— Begin Input for this task —

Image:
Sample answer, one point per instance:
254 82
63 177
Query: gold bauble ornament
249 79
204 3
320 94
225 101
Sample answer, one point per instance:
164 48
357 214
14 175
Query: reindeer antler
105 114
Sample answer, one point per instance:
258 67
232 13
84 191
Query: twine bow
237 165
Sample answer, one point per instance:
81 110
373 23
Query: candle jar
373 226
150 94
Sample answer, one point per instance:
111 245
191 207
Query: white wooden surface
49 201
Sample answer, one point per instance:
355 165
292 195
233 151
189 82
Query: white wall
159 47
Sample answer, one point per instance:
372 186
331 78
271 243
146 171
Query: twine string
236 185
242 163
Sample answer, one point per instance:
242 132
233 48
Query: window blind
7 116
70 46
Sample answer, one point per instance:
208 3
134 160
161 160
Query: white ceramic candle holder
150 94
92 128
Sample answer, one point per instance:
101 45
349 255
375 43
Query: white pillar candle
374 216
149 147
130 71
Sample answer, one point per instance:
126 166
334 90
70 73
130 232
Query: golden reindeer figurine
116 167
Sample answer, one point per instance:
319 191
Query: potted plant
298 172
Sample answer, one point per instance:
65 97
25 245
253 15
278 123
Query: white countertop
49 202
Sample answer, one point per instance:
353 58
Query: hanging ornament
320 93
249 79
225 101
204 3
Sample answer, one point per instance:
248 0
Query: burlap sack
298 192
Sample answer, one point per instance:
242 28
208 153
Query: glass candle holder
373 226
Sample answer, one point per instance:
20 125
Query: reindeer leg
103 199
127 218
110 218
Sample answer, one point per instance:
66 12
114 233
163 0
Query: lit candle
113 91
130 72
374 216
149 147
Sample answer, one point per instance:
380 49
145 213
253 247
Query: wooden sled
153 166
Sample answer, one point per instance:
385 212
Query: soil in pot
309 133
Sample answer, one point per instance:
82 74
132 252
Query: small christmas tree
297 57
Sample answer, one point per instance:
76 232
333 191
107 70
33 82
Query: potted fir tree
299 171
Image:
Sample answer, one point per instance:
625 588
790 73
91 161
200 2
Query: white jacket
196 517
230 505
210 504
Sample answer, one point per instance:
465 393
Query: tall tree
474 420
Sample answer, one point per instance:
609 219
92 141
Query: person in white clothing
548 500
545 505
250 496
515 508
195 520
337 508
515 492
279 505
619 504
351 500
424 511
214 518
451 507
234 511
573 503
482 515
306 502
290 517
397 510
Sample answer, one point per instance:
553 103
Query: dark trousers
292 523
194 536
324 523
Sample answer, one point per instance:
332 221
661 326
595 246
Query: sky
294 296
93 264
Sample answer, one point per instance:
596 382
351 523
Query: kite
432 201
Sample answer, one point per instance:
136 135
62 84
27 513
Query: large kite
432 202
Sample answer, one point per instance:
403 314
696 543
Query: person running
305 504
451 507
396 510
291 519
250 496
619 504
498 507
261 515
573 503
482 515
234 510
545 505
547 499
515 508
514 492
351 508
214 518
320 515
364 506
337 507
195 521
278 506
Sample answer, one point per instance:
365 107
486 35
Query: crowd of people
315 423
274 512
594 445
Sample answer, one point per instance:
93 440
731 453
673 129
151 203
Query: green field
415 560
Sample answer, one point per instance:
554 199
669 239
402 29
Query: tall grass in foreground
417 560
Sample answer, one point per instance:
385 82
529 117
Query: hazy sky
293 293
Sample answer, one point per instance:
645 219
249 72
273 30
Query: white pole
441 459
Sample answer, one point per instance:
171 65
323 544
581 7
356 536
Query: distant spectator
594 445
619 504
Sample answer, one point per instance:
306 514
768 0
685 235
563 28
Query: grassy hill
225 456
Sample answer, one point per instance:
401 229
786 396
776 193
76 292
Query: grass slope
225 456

— End Input for this task —

Your task is to transcribe the material exactly.

Image:
Sample answer, one point per instance:
254 82
63 177
Query: gold bauble ornament
249 79
204 3
320 94
225 101
Sample answer, one point per instance:
164 48
357 214
14 175
Query: reindeer antler
105 114
Sample answer, one point per instance:
258 67
232 13
84 191
Query: twine bow
237 165
Sample answer, one point per instance:
81 110
373 23
Query: candle jar
373 226
150 94
Sample answer, one point per instance:
111 245
191 207
Query: white wooden surface
49 201
Sample answer, one point per instance:
355 165
292 195
233 151
189 82
Query: white wall
159 47
Sample answer, one point per instance:
372 186
331 78
271 243
146 171
Query: twine string
236 185
242 163
Sample answer, one point per instance:
242 132
233 48
Query: window blind
7 116
70 46
Sample answer, one point per instance:
208 3
134 160
161 160
Query: white ceramic candle holder
150 94
92 128
Sample answer, one point per instance:
101 45
349 255
375 43
Query: white pillar candle
374 216
149 147
130 71
Sample answer, one point per instance:
126 166
334 90
70 73
130 232
Query: golden reindeer figurine
116 167
Sample answer, one point per instance:
319 191
Query: potted plant
298 172
Sample answer, one point per instance:
65 97
25 245
253 15
278 123
Query: white countertop
49 202
Sample answer, one point per instance:
353 58
Query: hanging ornament
320 93
249 79
225 101
204 3
Sample answer, one point per instance:
248 0
Query: burlap sack
298 192
Sample answer, one point per instance:
242 28
208 153
Query: glass candle holder
373 226
Sample answer, one point per instance:
20 125
Query: reindeer leg
103 199
127 218
110 218
Sample answer, one point per instance:
66 12
114 233
163 0
Query: lit candle
113 91
130 72
374 216
149 147
Sample answer, one point per instance:
380 49
145 213
253 247
Query: wooden sled
153 166
Sample answer, one point per instance:
385 212
Query: soil in pot
309 133
Sample answer, one point per instance:
82 74
132 252
Query: small christmas tree
297 57
Sample answer, one point per instance:
76 232
333 191
107 70
33 82
Query: potted fir tree
299 171
Image:
Sample answer, one point per instance:
625 588
790 73
91 161
200 2
Query: white jacket
196 517
230 505
210 504
Sample answer, one point per instance:
465 393
Query: tall tree
474 420
Sample answer, one point per instance:
609 219
92 141
Query: person in white clothing
548 500
545 505
250 496
515 508
195 520
337 508
515 492
279 505
619 504
351 500
424 511
214 518
451 507
234 511
573 503
482 515
306 502
290 517
397 510
Sample answer, one point per instance:
553 103
Query: dark trousers
292 523
194 536
324 523
Sample answer, one point per instance:
332 221
661 326
595 246
Query: sky
294 296
93 264
Sample answer, one point per instance:
596 382
351 523
Query: kite
432 201
Sample answer, one point per instance:
136 135
62 84
27 513
Query: large kite
432 202
Sample answer, one point per instance:
403 314
696 543
Query: person running
305 504
451 507
396 510
291 519
250 496
619 504
498 507
261 515
573 503
482 515
234 510
545 505
547 499
515 508
514 492
351 508
214 518
320 515
364 506
337 507
195 521
278 506
Sample answer, one point per instance:
365 107
486 35
Query: crowd of people
315 423
274 512
594 445
Sample answer, one point per instance:
93 440
731 453
673 129
151 203
Query: green field
415 560
Sample answer, one point per instance:
554 199
669 239
402 29
Query: tall grass in foreground
417 560
Sample answer, one point per instance:
385 82
529 117
Query: hazy sky
293 293
Sample answer, one point per instance:
645 219
249 72
273 30
Query: white pole
441 459
Sample answer, one point per instance:
171 65
323 544
581 7
356 536
Query: distant spectator
594 445
619 504
Sample answer, one point per instance:
306 514
768 0
685 235
563 28
Query: grassy hill
225 456
Sample answer, one point per instance:
401 229
786 396
776 193
76 292
Query: grass slope
225 456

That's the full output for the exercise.